──────── PAGE EXTRACT

Wakefield pitches gem against Philly

PHILADELPHIA -- Red Sox manager Terry Francona isn't joking when he says it all starts with pitching.

That could end up being the understatement of the season if the starting rotation for the Red Sox continues to do what it has done the last two games. After Daisuke Matsuzaka nearly tossed a no-hitter against the Phillies in a 5-0 victory on Saturday, teammate Tim Wakefield worked eight shutout innings en route to an 8-3 win on Sunday at Citizens Bank Park.

"That thing was dancing all over the place," said Red Sox second baseman Dustin Pedroia. "He was great today. We've gotten some good pitching performances the last few days and that definitely helps and now we need to do it against Tampa and try to shut them down."

With Josh Beckett on the 15-day disabled list with a back strain, Wakefield made his sixth start this season and earned his first victory since July 8, 2009, against Oakland. The 44-year-old becomes the oldest American League pitcher to work eight shutout innings since Charlie Hough accomplished the feat on July 20, 1992.

────────────────

_JOBS_.
- A) Return everything in the Red Sox article from "With Josh Beckett" down to "July 20, 1992.", word for word.
- B) Write the next part of the article on Wakefield's start against the Phillies, picking up after its final sentence.

──────── DATA SHOWN

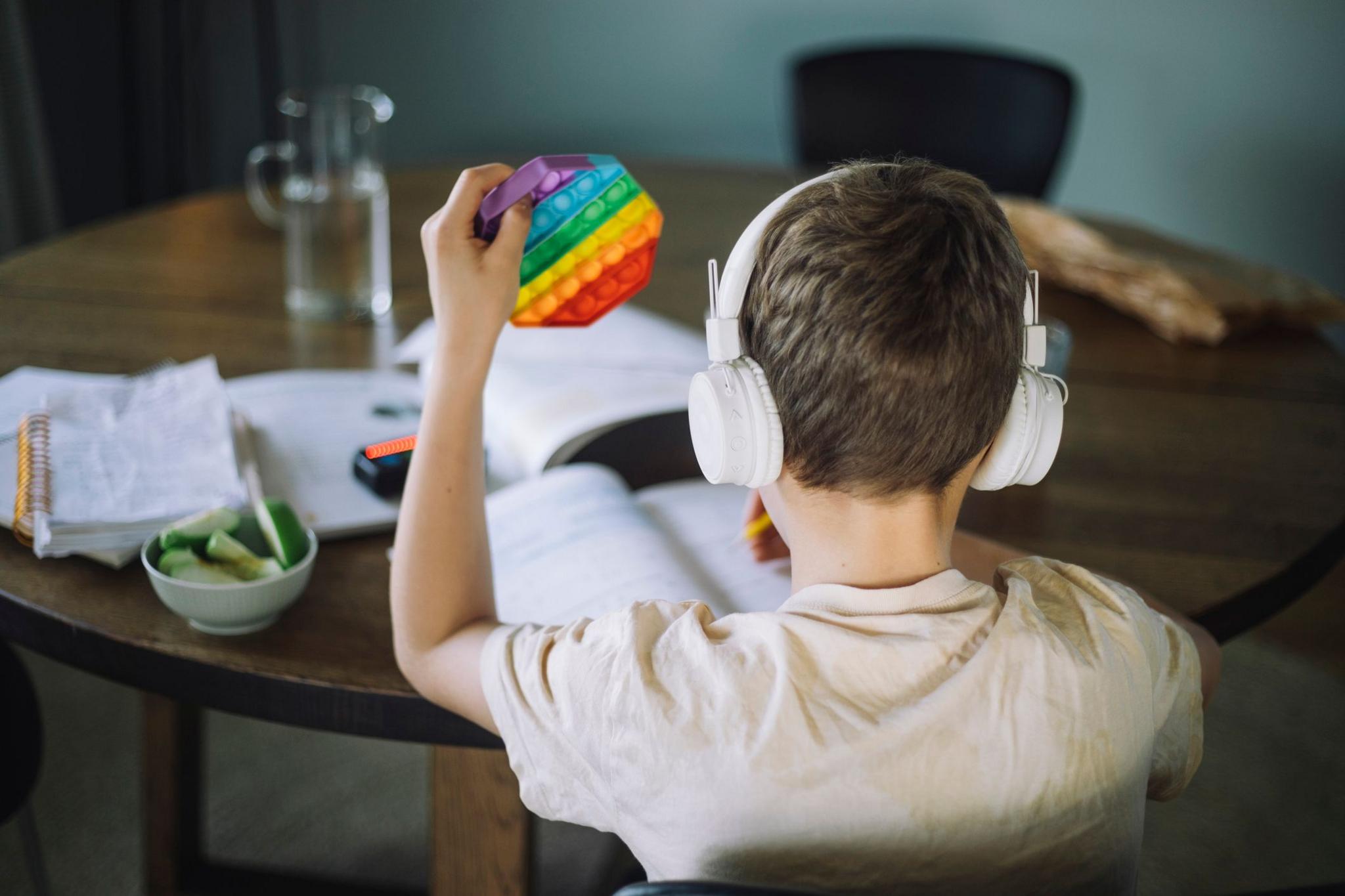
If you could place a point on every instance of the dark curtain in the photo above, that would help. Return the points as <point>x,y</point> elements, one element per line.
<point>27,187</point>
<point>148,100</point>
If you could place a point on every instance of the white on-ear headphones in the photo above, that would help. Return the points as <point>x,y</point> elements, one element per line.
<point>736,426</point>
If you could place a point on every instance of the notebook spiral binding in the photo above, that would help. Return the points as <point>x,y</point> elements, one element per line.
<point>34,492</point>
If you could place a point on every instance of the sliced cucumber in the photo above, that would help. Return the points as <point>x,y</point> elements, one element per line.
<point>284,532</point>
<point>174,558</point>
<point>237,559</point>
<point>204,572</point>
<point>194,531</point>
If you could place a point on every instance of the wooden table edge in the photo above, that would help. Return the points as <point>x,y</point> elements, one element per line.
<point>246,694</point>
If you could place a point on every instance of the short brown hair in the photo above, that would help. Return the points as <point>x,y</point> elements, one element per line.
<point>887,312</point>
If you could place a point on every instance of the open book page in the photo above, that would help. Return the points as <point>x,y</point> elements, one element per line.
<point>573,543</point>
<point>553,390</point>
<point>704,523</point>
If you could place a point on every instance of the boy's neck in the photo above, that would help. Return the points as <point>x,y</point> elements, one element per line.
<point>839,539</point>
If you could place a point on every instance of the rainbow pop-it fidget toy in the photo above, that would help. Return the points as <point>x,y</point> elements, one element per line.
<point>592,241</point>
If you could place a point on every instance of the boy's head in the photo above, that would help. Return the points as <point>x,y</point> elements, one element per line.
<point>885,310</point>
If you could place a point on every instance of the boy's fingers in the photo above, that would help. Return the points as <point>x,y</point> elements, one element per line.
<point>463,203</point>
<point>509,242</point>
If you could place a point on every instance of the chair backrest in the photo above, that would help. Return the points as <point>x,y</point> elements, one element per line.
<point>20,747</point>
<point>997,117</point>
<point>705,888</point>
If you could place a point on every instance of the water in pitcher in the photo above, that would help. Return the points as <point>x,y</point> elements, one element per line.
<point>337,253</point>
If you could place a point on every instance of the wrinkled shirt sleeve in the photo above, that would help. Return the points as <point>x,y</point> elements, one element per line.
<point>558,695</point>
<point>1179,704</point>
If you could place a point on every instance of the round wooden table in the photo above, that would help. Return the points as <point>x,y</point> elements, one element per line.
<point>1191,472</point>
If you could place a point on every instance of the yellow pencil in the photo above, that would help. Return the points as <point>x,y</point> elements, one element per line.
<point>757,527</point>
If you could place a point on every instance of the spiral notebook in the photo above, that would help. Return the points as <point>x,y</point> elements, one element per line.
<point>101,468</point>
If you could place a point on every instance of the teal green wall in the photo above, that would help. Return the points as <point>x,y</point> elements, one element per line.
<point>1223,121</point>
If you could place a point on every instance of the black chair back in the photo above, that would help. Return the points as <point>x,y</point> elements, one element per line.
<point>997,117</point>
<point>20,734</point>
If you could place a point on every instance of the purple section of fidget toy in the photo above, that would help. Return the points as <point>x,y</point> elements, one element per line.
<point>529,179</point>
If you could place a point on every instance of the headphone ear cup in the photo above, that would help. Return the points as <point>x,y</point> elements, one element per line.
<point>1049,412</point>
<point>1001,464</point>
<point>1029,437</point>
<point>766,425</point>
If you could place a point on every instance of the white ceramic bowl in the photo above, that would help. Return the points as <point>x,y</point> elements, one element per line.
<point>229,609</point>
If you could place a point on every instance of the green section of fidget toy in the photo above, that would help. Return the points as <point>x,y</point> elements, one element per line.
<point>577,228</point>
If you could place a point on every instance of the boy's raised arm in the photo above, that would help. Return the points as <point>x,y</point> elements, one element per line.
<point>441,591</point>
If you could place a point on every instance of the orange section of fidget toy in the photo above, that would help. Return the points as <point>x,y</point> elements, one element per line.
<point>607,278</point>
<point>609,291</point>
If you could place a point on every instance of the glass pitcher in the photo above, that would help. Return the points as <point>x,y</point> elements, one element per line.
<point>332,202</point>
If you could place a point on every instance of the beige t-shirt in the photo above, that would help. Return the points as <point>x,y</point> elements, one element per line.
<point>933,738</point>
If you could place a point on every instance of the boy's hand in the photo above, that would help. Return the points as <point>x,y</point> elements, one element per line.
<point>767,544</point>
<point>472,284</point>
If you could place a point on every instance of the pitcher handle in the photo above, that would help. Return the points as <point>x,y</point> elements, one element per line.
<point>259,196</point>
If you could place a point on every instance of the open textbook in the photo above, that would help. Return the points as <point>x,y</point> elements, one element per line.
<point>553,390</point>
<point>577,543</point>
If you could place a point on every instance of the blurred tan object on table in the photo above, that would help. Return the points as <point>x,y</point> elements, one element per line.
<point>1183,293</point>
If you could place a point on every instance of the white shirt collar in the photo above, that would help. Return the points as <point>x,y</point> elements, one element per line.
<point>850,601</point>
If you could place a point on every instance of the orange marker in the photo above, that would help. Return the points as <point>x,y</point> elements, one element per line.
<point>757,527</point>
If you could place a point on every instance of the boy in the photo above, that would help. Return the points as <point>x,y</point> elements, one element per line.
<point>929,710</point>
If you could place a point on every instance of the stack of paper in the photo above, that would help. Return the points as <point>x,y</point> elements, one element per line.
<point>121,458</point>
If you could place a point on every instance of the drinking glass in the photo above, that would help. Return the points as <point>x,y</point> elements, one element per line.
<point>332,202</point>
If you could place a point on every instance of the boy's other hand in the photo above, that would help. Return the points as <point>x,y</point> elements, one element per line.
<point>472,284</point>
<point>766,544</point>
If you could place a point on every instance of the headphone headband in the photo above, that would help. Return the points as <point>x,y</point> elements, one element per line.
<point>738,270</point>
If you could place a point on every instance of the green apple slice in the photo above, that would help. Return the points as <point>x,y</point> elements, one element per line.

────────────────
──────── DATA SHOWN

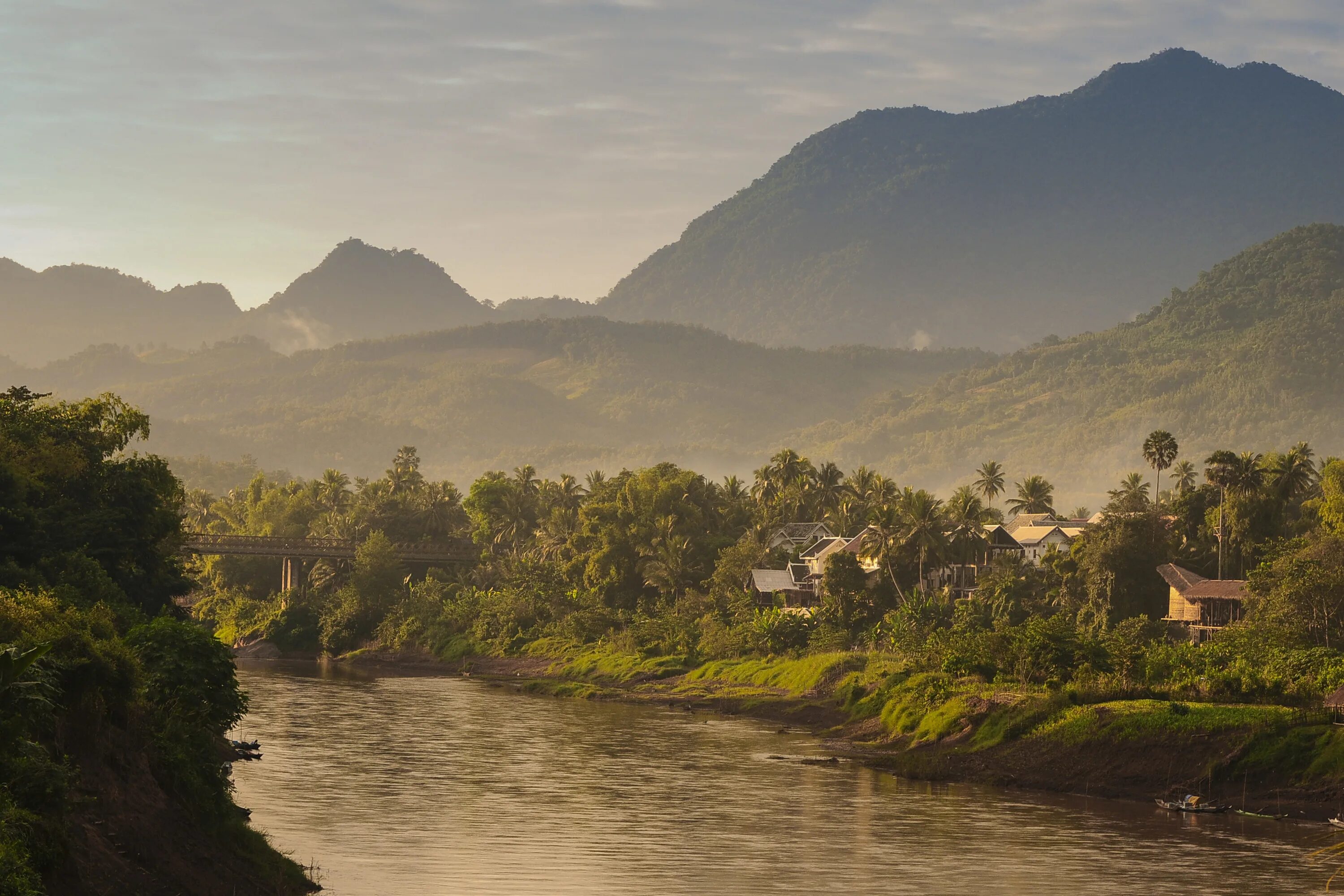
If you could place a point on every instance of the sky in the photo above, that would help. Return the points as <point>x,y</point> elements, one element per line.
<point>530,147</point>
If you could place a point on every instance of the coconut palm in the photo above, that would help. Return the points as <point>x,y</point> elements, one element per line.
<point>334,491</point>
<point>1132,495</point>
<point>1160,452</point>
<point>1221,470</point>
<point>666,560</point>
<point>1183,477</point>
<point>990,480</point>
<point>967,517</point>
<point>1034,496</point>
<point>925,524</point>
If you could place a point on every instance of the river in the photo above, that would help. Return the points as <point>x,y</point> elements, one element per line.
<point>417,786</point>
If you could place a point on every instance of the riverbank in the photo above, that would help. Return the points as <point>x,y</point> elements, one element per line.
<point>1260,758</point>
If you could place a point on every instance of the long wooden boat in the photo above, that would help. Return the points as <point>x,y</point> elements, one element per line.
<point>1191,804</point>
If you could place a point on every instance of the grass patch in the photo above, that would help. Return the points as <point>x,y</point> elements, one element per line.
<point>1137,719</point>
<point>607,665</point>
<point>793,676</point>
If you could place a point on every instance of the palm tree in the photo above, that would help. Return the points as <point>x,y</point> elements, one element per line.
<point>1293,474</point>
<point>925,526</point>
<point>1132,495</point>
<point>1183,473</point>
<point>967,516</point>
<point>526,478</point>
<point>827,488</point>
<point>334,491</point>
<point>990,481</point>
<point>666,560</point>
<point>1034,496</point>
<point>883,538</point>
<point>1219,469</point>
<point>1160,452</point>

────────────────

_OUTPUTS FOR THE TASKS_.
- A)
With Josh Beckett on the 15-day disabled list with a back strain, Wakefield made his sixth start this season and earned his first victory since July 8, 2009, against Oakland. The 44-year-old becomes the oldest American League pitcher to work eight shutout innings since Charlie Hough accomplished the feat on July 20, 1992.

- B)
The victory was the 190th of his career and 176th with the Red Sox, leaving him 16 shy of the franchise record, which is shared by Cy Young and Roger Clemens.

Wakefield's performance against the Phillies was just another indication the Red Sox are getting on a roll. Other than John Lackey's hiccup here on Friday, Boston's rotation had a solid week with Clay Buchholz, Jon Lester, Matsuzaka and Wakefield all earning wins.

"Somebody asked me the other day if I thought [good pitching] was contagious. If it is I hope we get an epidemic," said Francona. "It's a good way to play the game. It relaxes everybody and you don't have to score a bunch of runs earlier or play catch-up. It allows your offense to take a deep breath."

It's been a trying season for Wakefield.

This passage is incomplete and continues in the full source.